Task statement = Rewrite the lines from the one containing "This quickstart shows" up to and including the one containing "60], [66, 56]]", replacing "utility pole" with "telephone pole" and keeping everything else the same. Leave out the pictures and return only those lines.
***** Records for this task
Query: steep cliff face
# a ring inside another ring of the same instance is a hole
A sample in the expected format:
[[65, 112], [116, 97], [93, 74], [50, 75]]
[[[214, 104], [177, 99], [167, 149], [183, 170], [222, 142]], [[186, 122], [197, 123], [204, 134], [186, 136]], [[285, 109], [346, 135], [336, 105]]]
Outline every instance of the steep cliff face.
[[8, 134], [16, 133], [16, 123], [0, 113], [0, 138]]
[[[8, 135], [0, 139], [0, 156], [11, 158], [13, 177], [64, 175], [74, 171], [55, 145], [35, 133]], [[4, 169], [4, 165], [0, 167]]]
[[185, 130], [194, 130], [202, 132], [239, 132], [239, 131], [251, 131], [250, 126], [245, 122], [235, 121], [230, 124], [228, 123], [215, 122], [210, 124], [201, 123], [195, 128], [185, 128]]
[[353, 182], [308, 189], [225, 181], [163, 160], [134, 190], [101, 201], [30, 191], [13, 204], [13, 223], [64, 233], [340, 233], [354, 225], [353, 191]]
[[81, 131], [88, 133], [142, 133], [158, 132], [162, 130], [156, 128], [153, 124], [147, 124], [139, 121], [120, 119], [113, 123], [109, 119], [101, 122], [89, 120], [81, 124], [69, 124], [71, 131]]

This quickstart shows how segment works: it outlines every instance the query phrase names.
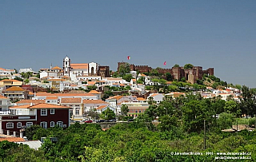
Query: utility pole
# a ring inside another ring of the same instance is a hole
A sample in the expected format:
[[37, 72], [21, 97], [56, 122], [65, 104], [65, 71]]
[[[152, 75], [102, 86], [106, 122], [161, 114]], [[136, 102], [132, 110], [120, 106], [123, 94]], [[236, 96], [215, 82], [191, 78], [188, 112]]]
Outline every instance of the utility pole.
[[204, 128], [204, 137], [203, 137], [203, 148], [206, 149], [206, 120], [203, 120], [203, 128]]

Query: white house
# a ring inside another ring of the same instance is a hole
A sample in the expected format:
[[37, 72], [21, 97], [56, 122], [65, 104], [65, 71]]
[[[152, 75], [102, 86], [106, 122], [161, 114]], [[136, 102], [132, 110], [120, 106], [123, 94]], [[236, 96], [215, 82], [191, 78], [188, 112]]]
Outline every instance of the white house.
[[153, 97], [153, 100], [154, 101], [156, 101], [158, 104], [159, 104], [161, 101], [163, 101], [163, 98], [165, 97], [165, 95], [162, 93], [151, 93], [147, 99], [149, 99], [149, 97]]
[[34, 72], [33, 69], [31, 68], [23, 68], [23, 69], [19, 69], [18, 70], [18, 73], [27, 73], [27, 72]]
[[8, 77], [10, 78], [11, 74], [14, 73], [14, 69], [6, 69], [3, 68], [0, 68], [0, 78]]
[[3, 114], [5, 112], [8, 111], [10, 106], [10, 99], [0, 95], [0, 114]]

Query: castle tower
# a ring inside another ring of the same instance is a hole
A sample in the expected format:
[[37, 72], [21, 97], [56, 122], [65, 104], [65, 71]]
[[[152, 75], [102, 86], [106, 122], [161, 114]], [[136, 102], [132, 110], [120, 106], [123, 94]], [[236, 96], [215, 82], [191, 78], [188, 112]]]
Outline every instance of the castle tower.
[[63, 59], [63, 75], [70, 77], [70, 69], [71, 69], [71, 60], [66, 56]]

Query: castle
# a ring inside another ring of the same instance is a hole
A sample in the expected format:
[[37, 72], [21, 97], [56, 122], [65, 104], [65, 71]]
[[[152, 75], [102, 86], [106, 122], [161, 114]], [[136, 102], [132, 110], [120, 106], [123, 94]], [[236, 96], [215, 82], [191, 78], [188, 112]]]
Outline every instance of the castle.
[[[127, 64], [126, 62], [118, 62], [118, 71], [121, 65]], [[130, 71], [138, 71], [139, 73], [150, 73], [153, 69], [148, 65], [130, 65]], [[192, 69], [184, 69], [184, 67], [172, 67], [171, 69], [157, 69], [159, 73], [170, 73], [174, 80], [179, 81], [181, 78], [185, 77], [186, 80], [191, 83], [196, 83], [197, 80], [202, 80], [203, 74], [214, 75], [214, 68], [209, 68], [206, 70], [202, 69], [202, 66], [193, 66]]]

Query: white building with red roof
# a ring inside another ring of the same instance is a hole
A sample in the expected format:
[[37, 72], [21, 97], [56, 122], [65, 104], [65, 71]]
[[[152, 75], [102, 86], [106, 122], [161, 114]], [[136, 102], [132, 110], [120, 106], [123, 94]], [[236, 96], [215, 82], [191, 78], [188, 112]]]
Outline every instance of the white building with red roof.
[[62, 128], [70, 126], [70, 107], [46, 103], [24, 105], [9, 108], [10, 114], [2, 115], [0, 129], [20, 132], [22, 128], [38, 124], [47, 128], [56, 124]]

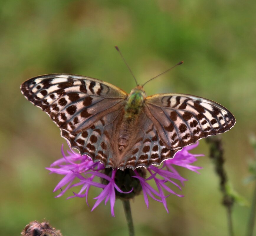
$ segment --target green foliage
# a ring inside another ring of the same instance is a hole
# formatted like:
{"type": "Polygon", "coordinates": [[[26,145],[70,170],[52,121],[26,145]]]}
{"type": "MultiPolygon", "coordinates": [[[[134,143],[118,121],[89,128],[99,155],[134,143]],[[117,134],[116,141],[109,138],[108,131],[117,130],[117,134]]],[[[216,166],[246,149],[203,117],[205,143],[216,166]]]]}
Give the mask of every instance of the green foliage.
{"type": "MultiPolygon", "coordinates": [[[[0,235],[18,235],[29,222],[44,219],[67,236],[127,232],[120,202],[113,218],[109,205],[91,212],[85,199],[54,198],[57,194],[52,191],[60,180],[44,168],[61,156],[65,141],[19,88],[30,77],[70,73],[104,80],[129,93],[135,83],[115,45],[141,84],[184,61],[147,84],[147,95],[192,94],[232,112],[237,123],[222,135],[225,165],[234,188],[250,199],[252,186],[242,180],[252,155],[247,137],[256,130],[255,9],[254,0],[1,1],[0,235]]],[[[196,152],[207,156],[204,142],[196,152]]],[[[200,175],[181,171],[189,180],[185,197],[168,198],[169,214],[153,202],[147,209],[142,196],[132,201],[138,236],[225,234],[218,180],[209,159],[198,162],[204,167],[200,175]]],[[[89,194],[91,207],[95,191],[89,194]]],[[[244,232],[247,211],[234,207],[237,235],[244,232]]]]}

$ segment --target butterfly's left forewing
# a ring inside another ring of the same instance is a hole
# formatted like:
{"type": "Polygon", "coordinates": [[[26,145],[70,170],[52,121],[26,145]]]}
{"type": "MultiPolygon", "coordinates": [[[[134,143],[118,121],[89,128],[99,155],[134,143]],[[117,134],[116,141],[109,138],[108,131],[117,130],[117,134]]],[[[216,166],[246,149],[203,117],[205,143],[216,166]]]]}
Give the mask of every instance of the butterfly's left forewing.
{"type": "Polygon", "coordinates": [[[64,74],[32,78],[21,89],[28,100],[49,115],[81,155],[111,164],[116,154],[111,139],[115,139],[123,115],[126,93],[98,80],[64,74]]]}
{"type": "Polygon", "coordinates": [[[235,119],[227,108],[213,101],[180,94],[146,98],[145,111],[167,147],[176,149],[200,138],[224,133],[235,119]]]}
**********
***** Records for this task
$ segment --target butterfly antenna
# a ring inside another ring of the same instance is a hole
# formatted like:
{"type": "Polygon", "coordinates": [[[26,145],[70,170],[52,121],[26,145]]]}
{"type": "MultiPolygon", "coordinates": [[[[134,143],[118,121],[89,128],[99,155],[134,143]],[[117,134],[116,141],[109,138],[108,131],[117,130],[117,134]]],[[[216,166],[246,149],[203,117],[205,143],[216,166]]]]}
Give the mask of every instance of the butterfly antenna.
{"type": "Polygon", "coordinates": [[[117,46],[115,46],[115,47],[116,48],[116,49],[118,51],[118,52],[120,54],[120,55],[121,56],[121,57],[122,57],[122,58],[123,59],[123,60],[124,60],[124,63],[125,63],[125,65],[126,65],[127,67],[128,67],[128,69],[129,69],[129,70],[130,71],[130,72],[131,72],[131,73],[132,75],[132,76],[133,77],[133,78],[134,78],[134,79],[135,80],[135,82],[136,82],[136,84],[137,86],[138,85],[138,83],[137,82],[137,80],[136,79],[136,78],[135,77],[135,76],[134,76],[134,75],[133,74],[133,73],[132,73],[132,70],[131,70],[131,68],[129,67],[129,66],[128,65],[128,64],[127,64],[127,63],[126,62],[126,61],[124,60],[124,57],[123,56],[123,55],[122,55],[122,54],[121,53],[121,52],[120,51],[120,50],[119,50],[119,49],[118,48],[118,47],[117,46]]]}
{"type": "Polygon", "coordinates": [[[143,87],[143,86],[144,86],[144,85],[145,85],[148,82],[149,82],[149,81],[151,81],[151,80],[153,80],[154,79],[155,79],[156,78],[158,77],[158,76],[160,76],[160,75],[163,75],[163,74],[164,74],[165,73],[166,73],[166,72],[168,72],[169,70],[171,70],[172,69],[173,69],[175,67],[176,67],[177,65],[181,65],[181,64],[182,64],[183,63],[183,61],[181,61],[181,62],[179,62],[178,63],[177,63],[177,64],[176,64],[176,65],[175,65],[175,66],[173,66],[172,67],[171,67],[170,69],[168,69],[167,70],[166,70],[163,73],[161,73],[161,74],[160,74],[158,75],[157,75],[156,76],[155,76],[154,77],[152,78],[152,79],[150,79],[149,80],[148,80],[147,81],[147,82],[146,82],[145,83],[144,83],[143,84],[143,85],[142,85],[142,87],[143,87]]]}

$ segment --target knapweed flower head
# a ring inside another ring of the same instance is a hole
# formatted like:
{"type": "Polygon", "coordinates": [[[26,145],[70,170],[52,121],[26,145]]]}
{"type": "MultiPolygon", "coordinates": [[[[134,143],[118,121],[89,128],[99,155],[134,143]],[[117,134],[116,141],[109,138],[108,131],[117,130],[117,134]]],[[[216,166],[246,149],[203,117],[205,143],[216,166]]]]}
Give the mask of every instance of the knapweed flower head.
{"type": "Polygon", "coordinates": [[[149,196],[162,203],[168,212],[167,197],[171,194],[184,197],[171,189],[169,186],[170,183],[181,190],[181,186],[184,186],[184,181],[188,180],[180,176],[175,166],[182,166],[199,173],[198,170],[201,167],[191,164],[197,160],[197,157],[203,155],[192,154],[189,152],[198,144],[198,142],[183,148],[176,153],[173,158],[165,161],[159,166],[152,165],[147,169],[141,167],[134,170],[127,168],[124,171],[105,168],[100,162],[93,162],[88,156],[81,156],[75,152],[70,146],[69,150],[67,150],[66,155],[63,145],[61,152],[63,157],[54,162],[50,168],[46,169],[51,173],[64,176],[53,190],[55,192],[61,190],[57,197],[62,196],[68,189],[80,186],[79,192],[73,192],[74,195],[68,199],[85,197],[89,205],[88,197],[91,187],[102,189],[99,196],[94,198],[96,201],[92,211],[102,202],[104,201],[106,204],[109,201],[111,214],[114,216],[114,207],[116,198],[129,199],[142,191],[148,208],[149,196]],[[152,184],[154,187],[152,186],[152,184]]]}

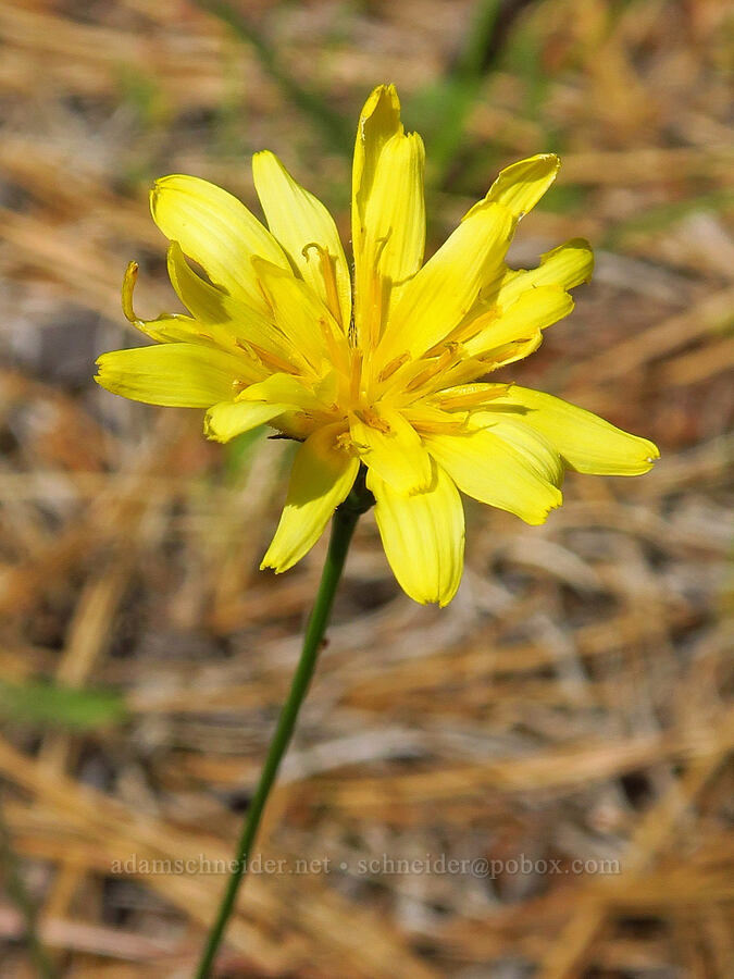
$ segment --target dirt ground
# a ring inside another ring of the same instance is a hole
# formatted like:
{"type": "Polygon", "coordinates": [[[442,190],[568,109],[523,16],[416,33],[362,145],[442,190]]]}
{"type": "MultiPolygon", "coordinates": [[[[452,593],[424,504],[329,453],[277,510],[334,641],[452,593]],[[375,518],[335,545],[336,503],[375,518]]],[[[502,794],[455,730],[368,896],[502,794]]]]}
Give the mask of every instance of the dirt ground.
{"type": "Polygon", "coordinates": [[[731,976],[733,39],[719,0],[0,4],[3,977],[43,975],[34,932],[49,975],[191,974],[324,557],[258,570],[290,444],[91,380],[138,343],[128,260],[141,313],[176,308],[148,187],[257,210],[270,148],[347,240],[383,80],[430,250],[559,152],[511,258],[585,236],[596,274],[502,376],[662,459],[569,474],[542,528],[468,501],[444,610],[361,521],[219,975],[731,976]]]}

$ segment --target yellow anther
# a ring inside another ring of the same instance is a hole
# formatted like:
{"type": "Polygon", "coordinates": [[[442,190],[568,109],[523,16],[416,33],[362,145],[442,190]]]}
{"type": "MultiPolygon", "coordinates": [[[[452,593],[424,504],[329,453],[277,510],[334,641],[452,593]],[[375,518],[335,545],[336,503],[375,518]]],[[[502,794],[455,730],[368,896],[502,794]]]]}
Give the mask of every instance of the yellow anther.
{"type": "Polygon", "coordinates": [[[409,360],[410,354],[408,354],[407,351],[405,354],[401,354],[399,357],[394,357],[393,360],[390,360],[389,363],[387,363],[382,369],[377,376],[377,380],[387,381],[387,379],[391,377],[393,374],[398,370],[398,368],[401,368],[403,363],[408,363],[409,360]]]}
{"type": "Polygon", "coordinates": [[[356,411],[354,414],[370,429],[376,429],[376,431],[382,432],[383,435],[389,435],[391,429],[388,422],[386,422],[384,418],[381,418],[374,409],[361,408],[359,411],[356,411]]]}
**********
***** Records for this task
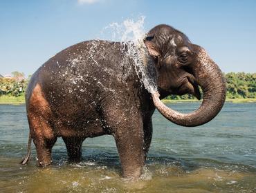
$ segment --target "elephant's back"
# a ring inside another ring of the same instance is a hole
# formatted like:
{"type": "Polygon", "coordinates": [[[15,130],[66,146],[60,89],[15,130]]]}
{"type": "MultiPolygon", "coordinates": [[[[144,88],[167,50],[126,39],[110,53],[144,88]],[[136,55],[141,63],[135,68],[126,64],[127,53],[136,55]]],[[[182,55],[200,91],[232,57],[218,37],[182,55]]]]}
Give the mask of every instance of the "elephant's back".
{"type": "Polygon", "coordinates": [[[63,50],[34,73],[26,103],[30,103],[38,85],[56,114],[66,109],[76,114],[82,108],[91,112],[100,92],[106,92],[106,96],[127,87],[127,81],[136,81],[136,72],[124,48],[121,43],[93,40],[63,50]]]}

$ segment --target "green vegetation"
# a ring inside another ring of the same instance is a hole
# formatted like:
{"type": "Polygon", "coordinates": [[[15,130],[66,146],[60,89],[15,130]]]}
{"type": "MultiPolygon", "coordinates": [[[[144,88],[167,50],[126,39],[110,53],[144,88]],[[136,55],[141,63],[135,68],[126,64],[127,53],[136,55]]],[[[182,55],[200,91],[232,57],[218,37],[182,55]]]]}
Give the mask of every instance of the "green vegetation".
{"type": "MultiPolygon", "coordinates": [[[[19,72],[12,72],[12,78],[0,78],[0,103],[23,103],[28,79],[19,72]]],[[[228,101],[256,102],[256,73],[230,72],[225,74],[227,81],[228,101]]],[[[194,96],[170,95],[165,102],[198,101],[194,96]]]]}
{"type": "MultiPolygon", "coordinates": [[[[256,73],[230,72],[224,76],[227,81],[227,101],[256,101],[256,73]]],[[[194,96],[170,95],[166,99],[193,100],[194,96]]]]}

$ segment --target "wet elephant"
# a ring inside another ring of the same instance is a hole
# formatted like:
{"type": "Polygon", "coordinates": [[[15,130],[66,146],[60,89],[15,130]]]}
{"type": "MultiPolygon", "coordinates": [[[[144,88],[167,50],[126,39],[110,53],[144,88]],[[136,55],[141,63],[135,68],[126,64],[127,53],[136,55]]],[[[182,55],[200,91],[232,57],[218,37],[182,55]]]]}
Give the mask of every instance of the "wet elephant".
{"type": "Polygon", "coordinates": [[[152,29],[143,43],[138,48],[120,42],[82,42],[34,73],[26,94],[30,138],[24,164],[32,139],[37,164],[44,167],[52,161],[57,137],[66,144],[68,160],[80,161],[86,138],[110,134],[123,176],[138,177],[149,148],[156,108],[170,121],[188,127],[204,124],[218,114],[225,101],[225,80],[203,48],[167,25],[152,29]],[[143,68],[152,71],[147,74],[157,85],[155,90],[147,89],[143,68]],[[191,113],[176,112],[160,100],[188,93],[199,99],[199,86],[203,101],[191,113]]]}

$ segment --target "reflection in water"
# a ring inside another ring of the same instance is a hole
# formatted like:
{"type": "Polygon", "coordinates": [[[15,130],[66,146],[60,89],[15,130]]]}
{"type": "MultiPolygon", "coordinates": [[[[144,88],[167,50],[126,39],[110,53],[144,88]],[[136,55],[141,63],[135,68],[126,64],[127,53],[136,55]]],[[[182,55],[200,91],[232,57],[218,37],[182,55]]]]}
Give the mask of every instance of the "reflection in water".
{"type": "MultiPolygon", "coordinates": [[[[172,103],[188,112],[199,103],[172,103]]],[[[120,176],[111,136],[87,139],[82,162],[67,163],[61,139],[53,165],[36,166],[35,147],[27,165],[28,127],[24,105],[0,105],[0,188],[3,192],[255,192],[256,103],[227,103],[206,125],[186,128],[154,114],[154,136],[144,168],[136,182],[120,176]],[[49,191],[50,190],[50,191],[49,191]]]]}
**********
Task answer =
This quickstart shows how segment works: it outlines every instance the query phrase names.
Query: telephone pole
# a ring inside another ring of the same instance is a hole
A sample in the expected format:
[[37, 72], [21, 97], [56, 122], [65, 104], [65, 71]]
[[[152, 75], [102, 86], [106, 122], [161, 114]], [[136, 102], [132, 110], [120, 106], [123, 94]], [[236, 96], [215, 82], [191, 78], [188, 112]]]
Outline every instance of the telephone pole.
[[204, 128], [204, 137], [203, 137], [203, 148], [206, 149], [206, 120], [203, 120], [203, 128]]

Query: white house
# a ring inside another ring of the same instance is a hole
A sample in the expected format:
[[37, 72], [21, 97], [56, 122], [65, 104], [65, 71]]
[[[152, 75], [102, 86], [106, 122], [161, 114]], [[136, 102], [132, 110], [120, 106], [123, 94]], [[236, 96], [215, 82], [191, 78], [188, 112]]]
Outline every instance of the white house.
[[153, 97], [153, 100], [154, 101], [156, 101], [158, 104], [159, 104], [161, 101], [163, 101], [163, 98], [165, 97], [165, 95], [162, 93], [151, 93], [147, 99], [149, 99], [149, 97]]
[[34, 72], [33, 69], [31, 68], [23, 68], [23, 69], [19, 69], [18, 70], [18, 73], [27, 73], [27, 72]]
[[8, 77], [10, 78], [11, 74], [14, 73], [14, 69], [6, 69], [3, 68], [0, 68], [0, 78]]
[[3, 114], [5, 112], [8, 111], [10, 106], [10, 99], [0, 95], [0, 114]]

Query: castle tower
# a ring inside another ring of the same instance is a hole
A sample in the expected format:
[[37, 72], [21, 97], [56, 122], [65, 104], [65, 71]]
[[[152, 75], [102, 86], [106, 122], [161, 114]], [[136, 102], [132, 110], [120, 106], [123, 94]], [[236, 96], [215, 82], [191, 78], [188, 112]]]
Outline every instance of the castle tower.
[[63, 59], [63, 75], [70, 77], [70, 69], [71, 69], [71, 60], [66, 56]]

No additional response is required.